Prisons are the most violent and damaging they have ever been. Self-harm by prisoners, inmates assaulting each other, and attacks on staff are all at ‘record highs’. Flooded with the dehumanising psychoactive drug Spice, they are still reeling from the loss of experienced staff to austerity cuts and running regimes in which inmates are on lockdown in their cells for up to 22 hours a day. For the first time ever this year, the UK’s jails will be investigated by the UN’s Committee Against Torture. Photographs by Andy Aitchison.
In their current state, it is difficult to see how our prisons can be places of change, positivity, of anything constructive.
Government ministers speak of reform, but with continued cuts and a fundamental rethink of the purpose of prisons lacking, change from above cannot be relied on or waited for. Practical solutions that can start making a difference now are required.
Meet Spark Inside.
“I’ve never met anyone I’ve coached in prison who has been a bad person,” Lilian Flynn, who works for the charity, told me.
“All of them have taken responsibility for what they’ve done, none of them are trying to pass the buck and all of them have dreams and sometimes circumstances got in the way. None of them actually want this life for themselves.
“Sometimes, when I sit there and listen to these stories I ask myself, ‘would I have done the same thing?’ ‘Would I have been in the same situation if I had been born into their circumstances?’ Everyone is human.”
Founded in 2012 by Baillie Aaron, Spark Inside offers two courses: personal life coaching for prisoners aged 18 to 25, and systems coaching in which prisoners and prison staff are helped to better understand and improve their day-to-day lives.
Nearly 1,000 prisoners have completed the programmes in jails in London and the south-east including Wormwood Scrubs, Wandsworth, Isis, Belmarsh, Brixton, Pentonville, Wandsworth and Feltham and Cookham Wood young offenders institutions.
Those who believe prisons should be places for punishment might label Spark Inside’s work as being ‘soft’ on prisoners.
In reality, asking inmates to think about how and why they became involved in crime and what they need to do to change is challenging work – much more so than sitting in a prison cell hour after hour watching daytime TV.
Baillie Aaron was teaching entrepreneurship classes in prisons in Boston in 2009 when she saw firsthand the lack of hope and powerlessness felt by so many prisoners.
-=-=-=-=-
■ **Exercise tasks**
1 – List every prison or young offenders institution named in the article on prison coaching above, giving each only once.
2 – Echo the part of the prison coaching article from "Meet Spark Inside." up to and including "life for themselves.".
3 – Carry on the article about the prison coaching charity Spark Inside, starting after its final sentence.
-=-=-=-=-
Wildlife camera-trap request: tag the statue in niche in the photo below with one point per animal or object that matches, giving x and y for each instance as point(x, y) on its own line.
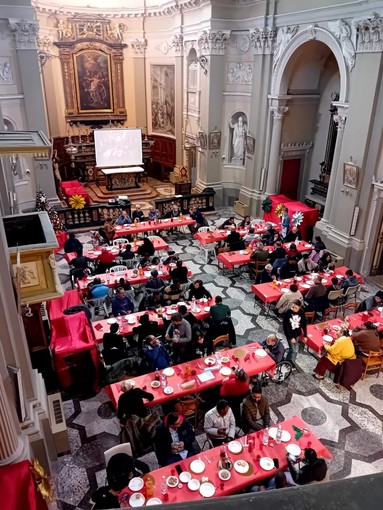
point(238, 130)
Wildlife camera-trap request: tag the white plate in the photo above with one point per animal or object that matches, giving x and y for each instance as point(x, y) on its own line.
point(136, 484)
point(266, 463)
point(137, 499)
point(193, 484)
point(197, 466)
point(224, 475)
point(207, 490)
point(172, 481)
point(153, 501)
point(241, 466)
point(293, 449)
point(286, 436)
point(260, 353)
point(185, 477)
point(234, 447)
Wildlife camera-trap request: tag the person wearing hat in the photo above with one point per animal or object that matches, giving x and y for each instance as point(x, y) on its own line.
point(131, 401)
point(255, 411)
point(313, 469)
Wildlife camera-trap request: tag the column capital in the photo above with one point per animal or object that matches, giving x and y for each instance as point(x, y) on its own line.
point(24, 33)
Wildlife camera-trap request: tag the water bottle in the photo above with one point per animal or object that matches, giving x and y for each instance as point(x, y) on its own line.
point(265, 437)
point(278, 436)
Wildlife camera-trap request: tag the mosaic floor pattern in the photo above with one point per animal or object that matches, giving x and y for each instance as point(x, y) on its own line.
point(349, 423)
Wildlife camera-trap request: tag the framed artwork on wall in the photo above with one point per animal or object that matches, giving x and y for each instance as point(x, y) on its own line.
point(215, 140)
point(350, 175)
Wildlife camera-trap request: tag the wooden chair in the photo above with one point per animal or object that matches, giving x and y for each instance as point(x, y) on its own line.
point(349, 306)
point(221, 342)
point(374, 362)
point(310, 317)
point(330, 313)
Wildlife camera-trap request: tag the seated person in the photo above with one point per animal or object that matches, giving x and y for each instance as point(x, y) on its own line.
point(127, 254)
point(313, 469)
point(138, 214)
point(293, 235)
point(72, 244)
point(197, 290)
point(174, 440)
point(155, 356)
point(131, 401)
point(255, 411)
point(286, 300)
point(121, 304)
point(124, 219)
point(219, 423)
point(114, 347)
point(274, 347)
point(306, 265)
point(173, 293)
point(154, 282)
point(146, 247)
point(366, 339)
point(179, 273)
point(98, 289)
point(289, 268)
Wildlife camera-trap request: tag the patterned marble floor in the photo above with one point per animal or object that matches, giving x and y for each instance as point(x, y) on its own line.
point(349, 423)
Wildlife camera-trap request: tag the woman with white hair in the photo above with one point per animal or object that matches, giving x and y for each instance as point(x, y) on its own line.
point(131, 401)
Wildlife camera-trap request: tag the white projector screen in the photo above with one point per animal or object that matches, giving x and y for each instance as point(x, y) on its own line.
point(118, 147)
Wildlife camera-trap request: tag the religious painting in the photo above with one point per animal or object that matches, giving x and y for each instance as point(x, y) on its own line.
point(162, 81)
point(93, 81)
point(237, 138)
point(350, 175)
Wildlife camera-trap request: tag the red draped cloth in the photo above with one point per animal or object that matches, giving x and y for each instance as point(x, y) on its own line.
point(18, 488)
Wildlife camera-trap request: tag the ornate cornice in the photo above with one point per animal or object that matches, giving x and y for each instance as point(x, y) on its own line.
point(213, 42)
point(369, 33)
point(263, 39)
point(24, 33)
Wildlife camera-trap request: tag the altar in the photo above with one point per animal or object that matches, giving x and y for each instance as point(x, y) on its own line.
point(122, 178)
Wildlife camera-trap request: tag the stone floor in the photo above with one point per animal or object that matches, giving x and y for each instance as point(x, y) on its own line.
point(349, 423)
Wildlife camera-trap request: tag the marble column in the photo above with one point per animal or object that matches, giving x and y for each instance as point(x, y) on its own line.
point(340, 119)
point(275, 145)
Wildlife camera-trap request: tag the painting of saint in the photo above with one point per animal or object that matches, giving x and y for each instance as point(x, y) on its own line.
point(163, 106)
point(93, 81)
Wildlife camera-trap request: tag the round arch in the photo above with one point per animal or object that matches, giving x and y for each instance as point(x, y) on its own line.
point(308, 34)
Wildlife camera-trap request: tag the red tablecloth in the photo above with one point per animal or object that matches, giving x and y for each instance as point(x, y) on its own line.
point(315, 331)
point(252, 366)
point(144, 226)
point(310, 214)
point(237, 481)
point(268, 294)
point(18, 488)
point(126, 329)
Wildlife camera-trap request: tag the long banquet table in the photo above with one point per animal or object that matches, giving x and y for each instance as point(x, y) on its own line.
point(201, 312)
point(244, 357)
point(237, 481)
point(150, 226)
point(268, 294)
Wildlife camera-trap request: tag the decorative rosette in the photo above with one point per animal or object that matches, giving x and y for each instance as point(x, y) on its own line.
point(297, 218)
point(279, 210)
point(266, 205)
point(77, 202)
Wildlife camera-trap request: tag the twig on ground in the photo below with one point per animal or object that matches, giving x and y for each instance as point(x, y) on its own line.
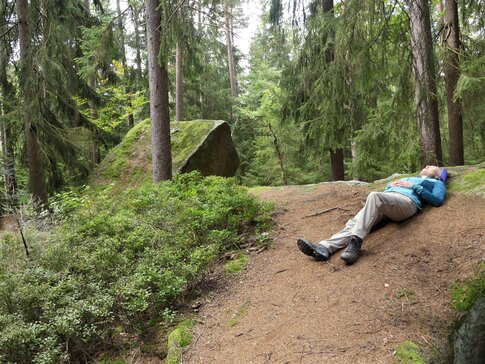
point(325, 211)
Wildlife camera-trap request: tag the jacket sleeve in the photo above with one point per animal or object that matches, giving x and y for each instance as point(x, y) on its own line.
point(433, 193)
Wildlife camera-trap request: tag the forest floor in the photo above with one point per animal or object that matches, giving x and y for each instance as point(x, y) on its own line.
point(288, 308)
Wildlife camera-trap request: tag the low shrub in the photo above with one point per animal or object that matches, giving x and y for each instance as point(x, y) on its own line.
point(113, 262)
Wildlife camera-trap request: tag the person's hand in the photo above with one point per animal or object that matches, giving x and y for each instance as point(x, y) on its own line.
point(402, 183)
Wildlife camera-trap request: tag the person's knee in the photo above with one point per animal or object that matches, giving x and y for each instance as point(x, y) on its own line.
point(374, 196)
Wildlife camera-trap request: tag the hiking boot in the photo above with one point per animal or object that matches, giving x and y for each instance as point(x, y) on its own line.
point(351, 253)
point(317, 251)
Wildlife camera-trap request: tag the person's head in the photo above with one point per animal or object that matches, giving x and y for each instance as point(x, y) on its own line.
point(430, 171)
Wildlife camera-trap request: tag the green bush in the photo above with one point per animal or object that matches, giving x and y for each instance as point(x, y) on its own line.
point(115, 261)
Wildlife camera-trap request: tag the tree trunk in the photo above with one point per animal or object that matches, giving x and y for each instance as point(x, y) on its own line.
point(179, 84)
point(425, 92)
point(158, 84)
point(451, 67)
point(337, 163)
point(279, 155)
point(10, 180)
point(136, 24)
point(35, 161)
point(131, 121)
point(230, 58)
point(336, 156)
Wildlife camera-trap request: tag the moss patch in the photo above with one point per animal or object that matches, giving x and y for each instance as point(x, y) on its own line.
point(237, 265)
point(130, 162)
point(471, 181)
point(178, 340)
point(409, 353)
point(243, 310)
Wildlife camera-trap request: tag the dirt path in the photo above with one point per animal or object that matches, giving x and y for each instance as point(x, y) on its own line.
point(288, 308)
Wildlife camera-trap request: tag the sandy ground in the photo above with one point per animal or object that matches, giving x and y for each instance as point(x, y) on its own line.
point(288, 308)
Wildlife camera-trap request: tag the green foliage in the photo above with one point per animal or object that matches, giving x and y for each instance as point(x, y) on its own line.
point(470, 180)
point(113, 262)
point(238, 264)
point(243, 310)
point(178, 340)
point(409, 353)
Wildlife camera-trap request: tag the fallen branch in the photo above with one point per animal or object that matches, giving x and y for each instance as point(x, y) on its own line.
point(325, 211)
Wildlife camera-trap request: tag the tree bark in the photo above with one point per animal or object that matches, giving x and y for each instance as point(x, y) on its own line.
point(279, 155)
point(337, 155)
point(451, 67)
point(425, 88)
point(159, 108)
point(10, 180)
point(35, 160)
point(179, 76)
point(179, 84)
point(131, 121)
point(230, 57)
point(337, 164)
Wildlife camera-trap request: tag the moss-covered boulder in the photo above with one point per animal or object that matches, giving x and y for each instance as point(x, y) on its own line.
point(204, 145)
point(469, 336)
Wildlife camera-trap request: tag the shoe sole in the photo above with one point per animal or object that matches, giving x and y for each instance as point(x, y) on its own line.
point(349, 260)
point(306, 249)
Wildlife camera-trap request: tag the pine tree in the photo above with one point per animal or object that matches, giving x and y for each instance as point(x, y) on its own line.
point(451, 67)
point(159, 108)
point(425, 88)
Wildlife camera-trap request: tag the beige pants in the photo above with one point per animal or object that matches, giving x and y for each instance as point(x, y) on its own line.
point(379, 205)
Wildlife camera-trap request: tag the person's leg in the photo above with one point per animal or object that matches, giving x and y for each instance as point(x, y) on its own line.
point(393, 205)
point(378, 205)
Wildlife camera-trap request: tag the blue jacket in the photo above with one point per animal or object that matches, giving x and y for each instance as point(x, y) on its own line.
point(423, 190)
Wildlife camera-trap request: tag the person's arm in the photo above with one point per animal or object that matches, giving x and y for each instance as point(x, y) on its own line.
point(435, 196)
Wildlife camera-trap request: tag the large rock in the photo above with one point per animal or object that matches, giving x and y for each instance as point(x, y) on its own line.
point(469, 336)
point(204, 145)
point(215, 155)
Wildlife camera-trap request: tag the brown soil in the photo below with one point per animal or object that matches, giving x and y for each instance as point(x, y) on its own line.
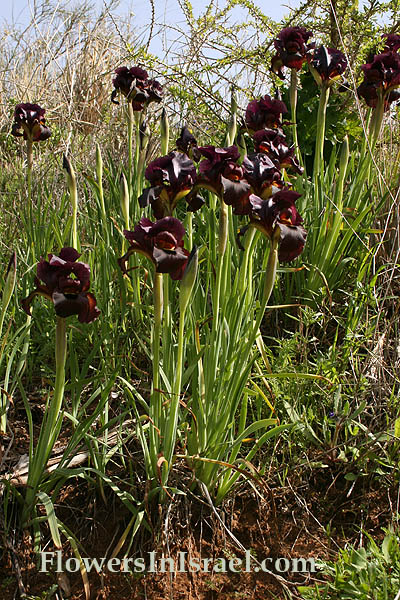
point(287, 522)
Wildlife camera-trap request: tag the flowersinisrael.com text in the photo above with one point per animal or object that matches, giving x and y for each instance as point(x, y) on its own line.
point(183, 563)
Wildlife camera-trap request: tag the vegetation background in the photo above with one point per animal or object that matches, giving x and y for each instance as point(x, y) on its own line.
point(331, 480)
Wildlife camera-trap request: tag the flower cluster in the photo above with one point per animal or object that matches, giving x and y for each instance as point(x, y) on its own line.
point(135, 85)
point(29, 123)
point(161, 242)
point(66, 284)
point(382, 75)
point(291, 49)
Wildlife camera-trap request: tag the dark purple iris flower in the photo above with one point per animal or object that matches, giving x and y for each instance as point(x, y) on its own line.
point(29, 122)
point(66, 284)
point(259, 175)
point(383, 71)
point(218, 163)
point(263, 174)
point(172, 178)
point(264, 113)
point(291, 46)
point(392, 42)
point(161, 242)
point(273, 143)
point(136, 86)
point(327, 65)
point(280, 211)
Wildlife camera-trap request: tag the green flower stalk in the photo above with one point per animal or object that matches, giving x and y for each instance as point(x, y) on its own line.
point(29, 123)
point(156, 401)
point(293, 109)
point(66, 283)
point(187, 284)
point(232, 126)
point(327, 66)
point(320, 137)
point(164, 128)
point(9, 286)
point(73, 191)
point(52, 424)
point(99, 174)
point(124, 200)
point(8, 290)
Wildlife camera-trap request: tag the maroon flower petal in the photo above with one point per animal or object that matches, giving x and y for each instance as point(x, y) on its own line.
point(173, 262)
point(83, 305)
point(236, 194)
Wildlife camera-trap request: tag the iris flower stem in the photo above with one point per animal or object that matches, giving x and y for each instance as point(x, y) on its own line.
point(155, 405)
point(167, 320)
point(29, 160)
point(29, 157)
point(99, 173)
point(138, 176)
point(320, 139)
point(51, 426)
point(269, 283)
point(172, 421)
point(222, 240)
point(293, 108)
point(244, 281)
point(189, 228)
point(376, 122)
point(130, 141)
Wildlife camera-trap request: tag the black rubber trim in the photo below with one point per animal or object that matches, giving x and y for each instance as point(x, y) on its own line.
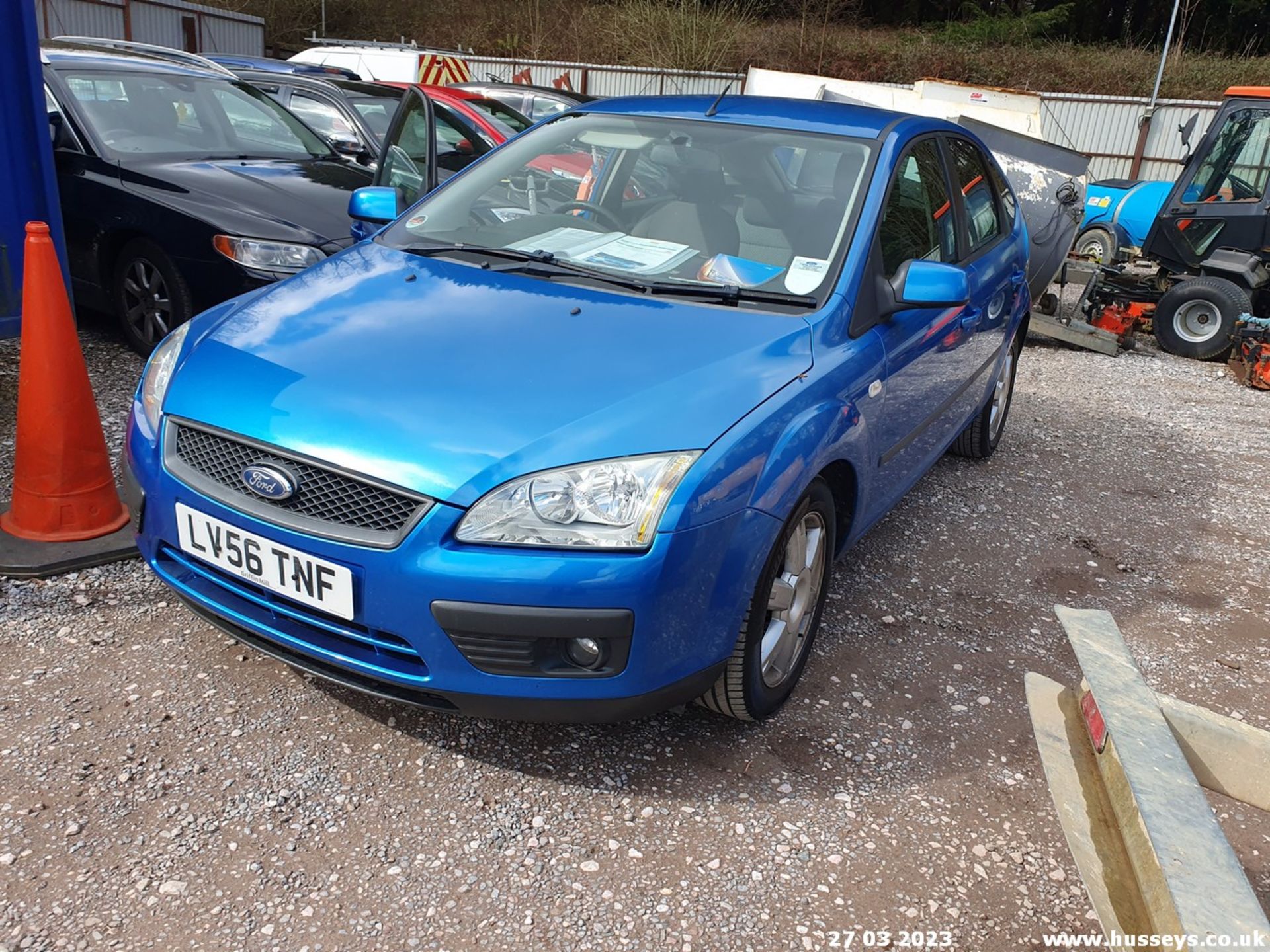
-=-=-=-=-
■ **Answers by task**
1 – Wormwood Scrubs, Wandsworth, Isis, Belmarsh, Brixton, Pentonville, Feltham, Cookham Wood

2 –
Meet Spark Inside.
“I’ve never met anyone I’ve coached in prison who has been a bad person,” Lilian Flynn, who works for the charity, told me.
“All of them have taken responsibility for what they’ve done, none of them are trying to pass the buck and all of them have dreams and sometimes circumstances got in the way. None of them actually want this life for themselves.

3 –
After coming to Britain to study, she asked young people in London who had been impacted by prison what they needed to change. ‘We don’t want to be told what to do’ and ‘we want tailored support’, she was told. From this, Spark Inside was born.
The charity aims to help prisoners find their own solutions and coaches do not counsel or ‘fix’ their lives. The approach is premised on the belief that people are the experts of their own lives and change can only lie with them.
“We help them to be able to think about things differently, but the light bulb moments and the realisations are their’s and the ownership is with them and they take responsibility for the process, we just facilitate,” Lilian, who is a life coach for Spark Inside, told me.
“When someone notices a value or something worthwhile in them, some of them have said that’s the first time they’ve ever heard someone saying something positive to them.”
“A lot of them feel they’ve been let down by the system,” she added.
“At the end of one of the sessions one of them had this light bulb moment and he was like ‘no one is coming to save me, if I want help, I need to get help myself’. I think that’s so powerful for that young guy himself and for society. If we send those prisoners out and they have a sense of ownership about their lives, it’s a completely different situation.”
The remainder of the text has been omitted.